WHAT THIS TASK INVOLVES> Every single line below has to be printed once more, exactly.
***** RECORDS TO PROCESS
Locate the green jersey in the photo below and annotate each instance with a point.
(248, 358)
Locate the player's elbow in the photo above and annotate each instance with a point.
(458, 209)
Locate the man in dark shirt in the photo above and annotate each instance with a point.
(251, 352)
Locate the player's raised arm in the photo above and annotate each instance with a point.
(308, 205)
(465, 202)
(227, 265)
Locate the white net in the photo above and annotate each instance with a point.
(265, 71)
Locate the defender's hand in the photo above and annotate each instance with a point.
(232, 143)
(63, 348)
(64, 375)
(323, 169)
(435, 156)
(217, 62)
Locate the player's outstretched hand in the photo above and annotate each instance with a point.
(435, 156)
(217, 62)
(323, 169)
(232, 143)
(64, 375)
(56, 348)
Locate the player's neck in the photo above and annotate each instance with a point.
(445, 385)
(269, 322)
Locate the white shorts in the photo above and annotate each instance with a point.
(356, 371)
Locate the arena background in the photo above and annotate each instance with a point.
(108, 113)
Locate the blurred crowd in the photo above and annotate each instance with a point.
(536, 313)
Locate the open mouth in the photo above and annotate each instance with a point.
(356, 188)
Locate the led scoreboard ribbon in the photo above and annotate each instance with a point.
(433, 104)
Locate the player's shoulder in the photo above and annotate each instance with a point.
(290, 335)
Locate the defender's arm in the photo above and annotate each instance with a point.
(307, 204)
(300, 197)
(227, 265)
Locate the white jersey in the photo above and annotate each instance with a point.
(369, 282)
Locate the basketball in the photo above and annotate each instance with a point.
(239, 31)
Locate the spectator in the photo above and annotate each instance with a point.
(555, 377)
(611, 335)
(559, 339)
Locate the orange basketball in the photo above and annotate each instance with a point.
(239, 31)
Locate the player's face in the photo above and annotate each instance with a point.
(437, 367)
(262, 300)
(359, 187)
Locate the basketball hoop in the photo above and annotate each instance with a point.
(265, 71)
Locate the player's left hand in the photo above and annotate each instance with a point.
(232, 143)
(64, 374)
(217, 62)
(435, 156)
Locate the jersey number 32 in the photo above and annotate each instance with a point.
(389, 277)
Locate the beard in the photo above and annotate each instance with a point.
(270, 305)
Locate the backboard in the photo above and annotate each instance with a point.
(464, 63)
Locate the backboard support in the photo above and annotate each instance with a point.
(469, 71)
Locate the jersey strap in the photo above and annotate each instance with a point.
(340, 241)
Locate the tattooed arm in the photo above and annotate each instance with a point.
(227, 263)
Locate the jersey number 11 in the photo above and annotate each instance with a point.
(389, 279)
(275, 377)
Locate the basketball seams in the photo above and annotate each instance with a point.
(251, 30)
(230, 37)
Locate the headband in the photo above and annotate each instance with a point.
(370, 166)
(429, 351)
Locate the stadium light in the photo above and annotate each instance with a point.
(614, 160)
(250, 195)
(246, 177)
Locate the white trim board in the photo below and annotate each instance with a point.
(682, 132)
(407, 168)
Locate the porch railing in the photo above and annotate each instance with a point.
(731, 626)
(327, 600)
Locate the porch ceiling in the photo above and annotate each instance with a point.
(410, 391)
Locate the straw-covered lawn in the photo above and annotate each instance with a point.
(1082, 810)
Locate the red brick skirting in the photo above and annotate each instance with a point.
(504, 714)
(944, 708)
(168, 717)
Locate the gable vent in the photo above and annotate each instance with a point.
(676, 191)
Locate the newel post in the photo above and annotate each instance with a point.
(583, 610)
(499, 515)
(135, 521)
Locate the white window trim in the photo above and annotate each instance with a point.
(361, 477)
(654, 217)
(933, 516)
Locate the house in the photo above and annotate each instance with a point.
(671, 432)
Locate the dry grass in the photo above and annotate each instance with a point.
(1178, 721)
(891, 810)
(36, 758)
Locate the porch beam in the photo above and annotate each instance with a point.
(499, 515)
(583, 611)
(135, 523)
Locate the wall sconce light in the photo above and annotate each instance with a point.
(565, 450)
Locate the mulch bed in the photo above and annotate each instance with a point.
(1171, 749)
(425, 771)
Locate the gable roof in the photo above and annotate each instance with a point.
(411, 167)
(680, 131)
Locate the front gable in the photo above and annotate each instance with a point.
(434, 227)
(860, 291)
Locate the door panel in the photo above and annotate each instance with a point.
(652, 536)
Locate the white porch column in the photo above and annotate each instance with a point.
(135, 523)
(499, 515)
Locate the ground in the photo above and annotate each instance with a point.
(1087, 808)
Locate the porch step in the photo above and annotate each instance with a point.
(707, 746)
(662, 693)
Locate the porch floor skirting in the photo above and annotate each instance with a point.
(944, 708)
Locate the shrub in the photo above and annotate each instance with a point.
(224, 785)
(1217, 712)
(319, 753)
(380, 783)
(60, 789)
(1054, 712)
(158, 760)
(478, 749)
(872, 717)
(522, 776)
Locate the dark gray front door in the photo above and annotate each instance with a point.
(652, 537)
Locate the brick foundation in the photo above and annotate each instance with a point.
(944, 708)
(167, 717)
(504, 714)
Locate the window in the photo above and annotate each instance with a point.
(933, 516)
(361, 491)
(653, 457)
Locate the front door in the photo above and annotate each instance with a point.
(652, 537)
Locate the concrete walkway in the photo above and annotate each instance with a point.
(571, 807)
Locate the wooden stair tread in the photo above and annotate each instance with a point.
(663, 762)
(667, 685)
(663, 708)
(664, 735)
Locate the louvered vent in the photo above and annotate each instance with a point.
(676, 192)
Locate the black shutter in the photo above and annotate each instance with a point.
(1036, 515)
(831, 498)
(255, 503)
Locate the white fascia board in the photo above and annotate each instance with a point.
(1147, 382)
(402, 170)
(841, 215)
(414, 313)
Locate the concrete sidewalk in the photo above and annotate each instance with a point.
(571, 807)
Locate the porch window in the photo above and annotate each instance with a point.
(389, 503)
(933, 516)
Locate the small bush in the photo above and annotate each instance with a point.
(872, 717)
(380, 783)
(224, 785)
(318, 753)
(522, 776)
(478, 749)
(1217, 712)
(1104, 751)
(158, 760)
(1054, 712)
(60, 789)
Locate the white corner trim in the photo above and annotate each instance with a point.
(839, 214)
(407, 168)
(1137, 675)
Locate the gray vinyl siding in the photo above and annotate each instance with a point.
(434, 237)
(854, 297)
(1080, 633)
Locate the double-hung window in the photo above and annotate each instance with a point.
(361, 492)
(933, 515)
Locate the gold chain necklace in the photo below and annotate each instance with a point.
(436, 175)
**********
EXERCISE RESPONSE>
Locate the green jersey in the photo below and annotate each instance with a point.
(248, 358)
Locate the player's elbow in the photo above and annotate each instance with a point.
(458, 209)
Locate the man in dark shirt in the photo above and annotate each instance with a point.
(251, 352)
Locate the player's raised arm in the photo above and annotate each instance with a point.
(308, 205)
(465, 202)
(227, 265)
Locate the white net in the photo above and annotate each instance with a point.
(265, 71)
Locate the defender's hand in the photo above and annotate each instance with a point.
(232, 143)
(63, 348)
(64, 375)
(323, 169)
(435, 156)
(217, 62)
Locate the player's outstretched hand in the photo above and annotate each instance with a point.
(435, 156)
(217, 62)
(323, 169)
(232, 143)
(64, 375)
(56, 348)
Locate the player's neck in the photo above and annotate each instance with a point.
(445, 385)
(269, 322)
Locate the white shorts in the photo above and annotate each instance with a point.
(356, 371)
Locate the arena background in the photo above and annotate each instance with a point.
(108, 113)
Locate the blurred crowd in the photo above and annotate each instance with a point.
(536, 313)
Locate the open mouth in the photo above and annotate each instance with a point.
(356, 188)
Locate the led scoreboard ribbon in the photo above and annotate each instance with a point.
(433, 104)
Locate the player's shoulder in the photo above and annotate each instance with a point.
(290, 335)
Locate the defender's arm in the photo above and annotate each instance with a point.
(307, 204)
(300, 197)
(227, 265)
Locate the white jersey in the photo above and annotate each instance with a point.
(369, 282)
Locate the basketball in the photo above and annotate each instance with a point.
(239, 31)
Locate the spectator in the photo above and annotate each instance with a point.
(555, 377)
(611, 335)
(559, 339)
Locate the orange basketball in the photo above and annotate each instance with a point.
(239, 31)
Locate the player's face in the photo above and annotate each instance with a point.
(437, 367)
(262, 300)
(359, 187)
Locate the basketball hoop in the photo above and annotate each instance with a point.
(265, 71)
Locate the player's left hand in the photo above and annotate each instance with a point.
(232, 143)
(64, 374)
(217, 62)
(435, 156)
Locate the jersey number 32 in the photo above and annotate each instance with a point.
(389, 277)
Locate the beard in the photo above and annotate each instance with a point.
(270, 305)
Locate the backboard in the photo above and annotate each instance with a point.
(464, 63)
Locate the backboard support in the photo above and annotate each instance with a point.
(469, 71)
Locate the jersey strap in the photo above and annotate each instance with a point.
(340, 241)
Locate the tattooed arm in the photo above and annotate each instance with a point.
(227, 263)
Locate the jersey number 11 in the photo above and annotate each instance with a point.
(389, 279)
(275, 377)
Locate the basketball seams in the photo above and annotate each instance with a point.
(251, 30)
(230, 37)
Locate the headband in the photo above and annotate each instance with a point.
(370, 166)
(429, 351)
Locate the stadium light in the photo above and annotate each instance with a point.
(614, 160)
(250, 195)
(246, 177)
Locate the white trim board in the photo below and annotate each instance with a point.
(682, 132)
(407, 168)
Locate the porch railing in the photo above and annotate each instance with a point.
(731, 626)
(327, 600)
Locate the porch ceiling in the photo above and annotate each instance with a point.
(410, 391)
Locate the straw-covered lawn in the photo above and annotate each instance with a point.
(1082, 810)
Locate the red brick skirting in the photo above and annotate each instance with a point.
(504, 714)
(944, 708)
(168, 717)
Locate the gable vent in the photo above and annotate each instance with a point.
(676, 191)
Locate the newel post in the photo above and annotate each instance with a point.
(583, 610)
(499, 515)
(135, 521)
Locate the white window trim in the photo above and annotate each instance with a point.
(361, 477)
(654, 217)
(933, 516)
Locate the house in the photo above and annotate each instance with a point.
(671, 432)
Locate the dry grass in the photo above and annotate each instance with a point.
(1178, 721)
(891, 810)
(36, 758)
Locate the porch beam in the photo above and annotate each instance with a point.
(499, 515)
(583, 611)
(135, 523)
Locate the wall sconce light in the photo above and annotate each instance with a point.
(565, 450)
Locate the mulch bed in the photo above and annotate each instance with a point.
(1171, 749)
(425, 771)
Locate the gable roof in the photo above and annotate each instance with a point.
(411, 167)
(680, 131)
Locate the front gable in the photo above and annotate each instance with a point.
(434, 227)
(860, 291)
Locate the door panel in the photo above and annotate each instance with a point.
(652, 536)
Locate the white porch column in the photo above and annotate each instance with a point.
(135, 523)
(499, 515)
Locate the ground in the photo above and annotate each instance with a point.
(1087, 808)
Locate the porch step in the photo above and annotate each instance with a point.
(707, 746)
(662, 693)
Locate the porch floor skirting in the photo above and annotate each instance with a point.
(944, 708)
Locate the shrub in the photo above and annotate each instance with a point.
(224, 785)
(1217, 712)
(319, 753)
(380, 783)
(60, 789)
(1054, 712)
(158, 760)
(478, 749)
(872, 717)
(522, 776)
Locate the dark gray front door in the photo above and annotate each instance with a point.
(652, 537)
Locate the brick foundation in the photo above and annotate each instance with a point.
(944, 708)
(167, 717)
(504, 714)
Locate the window in the photo above and annotate each instance with a point.
(933, 516)
(361, 491)
(653, 457)
Locate the front door in the photo above and annotate each instance with a point.
(652, 537)
Locate the concrete walkway in the photo above and annotate each instance with a point.
(571, 807)
Locate the wooden stair tread in the photo above and annotate each instance with a point.
(663, 762)
(667, 685)
(663, 708)
(664, 735)
Locate the louvered vent in the photo above and annotate each instance with a point.
(676, 192)
Locate the black shutter in the photo above and annotate each instance with a point.
(1036, 515)
(831, 498)
(255, 503)
Locate the white fascia board in the photo above and annotate each instance with a point.
(1147, 382)
(402, 170)
(841, 215)
(414, 313)
Locate the concrete sidewalk in the photo above and annotate each instance with a point.
(571, 807)
Locate the porch window in the photo above and annotate each instance with a point.
(389, 503)
(933, 516)
Locate the small bush in the photo above and annotate each instance with a point.
(872, 717)
(380, 783)
(224, 785)
(318, 753)
(522, 776)
(478, 749)
(1217, 712)
(1104, 751)
(158, 760)
(1054, 712)
(60, 789)
Locate the white corner trim in the photo above and annotate each instance with a point.
(839, 214)
(407, 168)
(1137, 675)
Locate the gray vinyl siding in the photo above and annotate each instance with a point.
(434, 237)
(854, 297)
(1080, 633)
Locate the double-hung window in the photo above and annotate each instance with a point.
(361, 492)
(933, 515)
Locate the gold chain necklace in the photo below and annotate each instance with a point.
(436, 175)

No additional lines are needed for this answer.